Stored data
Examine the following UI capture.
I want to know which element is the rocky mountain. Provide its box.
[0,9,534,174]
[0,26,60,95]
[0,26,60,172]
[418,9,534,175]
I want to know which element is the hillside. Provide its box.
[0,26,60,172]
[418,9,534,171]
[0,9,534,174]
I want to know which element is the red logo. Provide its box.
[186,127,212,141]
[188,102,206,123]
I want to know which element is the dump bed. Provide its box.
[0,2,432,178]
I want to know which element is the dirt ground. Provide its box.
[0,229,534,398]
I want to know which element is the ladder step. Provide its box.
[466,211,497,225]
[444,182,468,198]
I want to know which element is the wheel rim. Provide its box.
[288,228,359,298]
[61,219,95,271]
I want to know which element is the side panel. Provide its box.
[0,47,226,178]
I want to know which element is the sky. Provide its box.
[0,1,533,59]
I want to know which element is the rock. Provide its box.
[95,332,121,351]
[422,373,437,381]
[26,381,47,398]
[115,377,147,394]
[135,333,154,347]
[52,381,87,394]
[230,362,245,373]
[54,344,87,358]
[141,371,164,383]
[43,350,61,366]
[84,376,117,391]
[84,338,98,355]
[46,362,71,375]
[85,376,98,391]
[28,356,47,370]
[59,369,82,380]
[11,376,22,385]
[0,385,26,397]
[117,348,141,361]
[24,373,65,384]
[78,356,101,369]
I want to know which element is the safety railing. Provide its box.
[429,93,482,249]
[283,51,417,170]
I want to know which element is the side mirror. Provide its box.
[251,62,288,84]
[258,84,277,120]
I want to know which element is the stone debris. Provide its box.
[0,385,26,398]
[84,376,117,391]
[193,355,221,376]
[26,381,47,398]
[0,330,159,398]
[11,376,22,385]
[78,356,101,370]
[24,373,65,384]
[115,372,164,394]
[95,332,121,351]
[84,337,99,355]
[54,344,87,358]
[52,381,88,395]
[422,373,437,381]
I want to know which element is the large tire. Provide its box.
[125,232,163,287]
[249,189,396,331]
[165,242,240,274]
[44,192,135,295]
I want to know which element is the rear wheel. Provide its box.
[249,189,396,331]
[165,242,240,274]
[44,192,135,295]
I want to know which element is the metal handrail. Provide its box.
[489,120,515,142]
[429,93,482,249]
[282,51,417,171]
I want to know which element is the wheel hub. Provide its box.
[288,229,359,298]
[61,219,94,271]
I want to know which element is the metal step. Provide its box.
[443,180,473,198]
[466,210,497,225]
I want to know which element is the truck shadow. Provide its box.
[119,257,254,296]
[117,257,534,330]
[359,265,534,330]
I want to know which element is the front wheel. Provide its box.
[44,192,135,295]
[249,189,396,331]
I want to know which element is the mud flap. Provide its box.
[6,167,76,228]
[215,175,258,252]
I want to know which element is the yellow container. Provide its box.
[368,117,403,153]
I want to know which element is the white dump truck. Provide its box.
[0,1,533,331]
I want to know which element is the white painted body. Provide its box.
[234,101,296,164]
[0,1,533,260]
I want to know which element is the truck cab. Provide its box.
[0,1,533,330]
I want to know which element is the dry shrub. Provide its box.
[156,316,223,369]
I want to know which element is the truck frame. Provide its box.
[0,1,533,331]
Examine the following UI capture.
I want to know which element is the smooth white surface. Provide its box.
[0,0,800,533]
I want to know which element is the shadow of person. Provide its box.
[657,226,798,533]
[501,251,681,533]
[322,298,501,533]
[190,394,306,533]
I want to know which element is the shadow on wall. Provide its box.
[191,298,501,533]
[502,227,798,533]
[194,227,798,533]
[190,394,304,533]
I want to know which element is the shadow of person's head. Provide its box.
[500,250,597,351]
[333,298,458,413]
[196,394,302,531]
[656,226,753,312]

* **REQUEST**: Can you lay out all of the stored data above as a numbered list, with the blank lines left out?

* **EXPECTED ANSWER**:
1. Examine the following UI capture.
2. I want to know which element is the rocky mountain. Provide its box.
3. [0,9,534,174]
4. [0,26,60,95]
5. [0,26,60,172]
6. [418,9,534,175]
7. I want to know which element is the hillside. Provide its box.
8. [0,26,60,172]
9. [418,9,534,171]
10. [0,9,534,174]
11. I want to know which element is the red logo. Provide its box.
12. [186,127,212,141]
13. [188,102,206,123]
14. I want to know which element is the dump bed. Provide its box.
15. [0,2,432,178]
16. I want to know which element is the dirt ground. Provide its box.
17. [0,229,534,398]
18. I want to know which element is the ladder step. Provide its box.
19. [466,211,497,225]
20. [444,182,468,198]
21. I want to know which element is the wheel rim. Provide its box.
22. [288,228,359,298]
23. [61,219,95,271]
24. I want to know which element is the side panel. Provide its box.
25. [0,47,226,178]
26. I want to know which element is the sky. Provide its box.
27. [0,1,533,59]
28. I want to know which element is the rock. Provide its box.
29. [95,332,121,351]
30. [422,373,437,381]
31. [26,381,47,398]
32. [115,377,147,394]
33. [135,333,154,347]
34. [52,381,87,394]
35. [230,362,245,373]
36. [54,344,87,358]
37. [141,371,164,383]
38. [43,350,61,366]
39. [84,376,117,391]
40. [84,338,98,355]
41. [46,362,71,375]
42. [85,376,98,391]
43. [28,356,47,370]
44. [59,369,82,380]
45. [11,376,22,385]
46. [0,385,26,397]
47. [117,348,141,361]
48. [24,373,65,384]
49. [78,356,101,369]
50. I want to know which element is the safety railing. Provide its box.
51. [429,93,482,249]
52. [283,51,417,170]
53. I want to know which element is the side mirror. Provide its box.
54. [251,62,288,84]
55. [258,84,277,120]
56. I want to know which element is the stone debris. Provide its box.
57. [0,385,26,398]
58. [84,376,117,391]
59. [193,355,221,376]
60. [26,381,47,398]
61. [0,330,159,398]
62. [11,376,22,385]
63. [78,356,101,370]
64. [24,373,65,384]
65. [115,372,164,394]
66. [95,332,121,351]
67. [84,337,99,355]
68. [54,344,87,358]
69. [52,381,88,395]
70. [422,373,437,381]
71. I want to know which element is the large tire. Provide its box.
72. [125,232,163,287]
73. [249,189,396,331]
74. [165,242,240,274]
75. [44,192,135,295]
76. I want to know which element is the rear wheel. Provide its box.
77. [249,189,396,331]
78. [165,242,240,274]
79. [44,192,135,295]
80. I want to know which element is the metal handrail. Provide its box.
81. [489,120,515,142]
82. [429,93,482,249]
83. [282,51,417,171]
84. I want to know which element is the wheel hub. Provide its box.
85. [288,229,359,298]
86. [61,219,94,271]
87. I want to know which element is the metal step. Provide its box.
88. [443,180,473,198]
89. [466,210,497,225]
90. I want to know which element is the truck shadow. Provide its box.
91. [119,257,254,296]
92. [117,257,534,330]
93. [359,265,534,330]
94. I want to know which element is the front wheel. Provide its box.
95. [44,192,135,295]
96. [249,189,396,331]
97. I want to know which element is the mud flap. Provide its box.
98. [6,167,76,228]
99. [215,175,258,252]
100. I want to know which element is the yellow container. Provide its box.
101. [368,117,403,153]
102. I want to know which element is the white dump truck. Provide its box.
103. [0,1,533,331]
104. I want to know which element is the white painted body. Provide its box.
105. [234,101,296,164]
106. [0,1,533,260]
107. I want to know which element is the truck cab. Provide its box.
108. [0,1,533,330]
109. I want to know which element is the dry shrub. Provide its box.
110. [156,316,223,369]
111. I want to know which element is the truck frame. Provide its box.
112. [0,1,533,331]
113. Examine the following UI capture.
114. I want to know which element is the smooth white surface. Provide its box.
115. [0,0,800,533]
116. I want to know which element is the shadow of person. Provide its box.
117. [657,226,798,533]
118. [501,251,681,533]
119. [322,298,501,533]
120. [190,394,306,533]
121. I want to know which element is the shadow on wall. Provide its box.
122. [191,298,501,533]
123. [502,227,798,533]
124. [194,227,798,533]
125. [190,394,304,533]
126. I want to know which element is the shadow of person's head. Provide its box.
127. [500,250,597,351]
128. [333,298,458,413]
129. [196,394,302,531]
130. [656,226,753,312]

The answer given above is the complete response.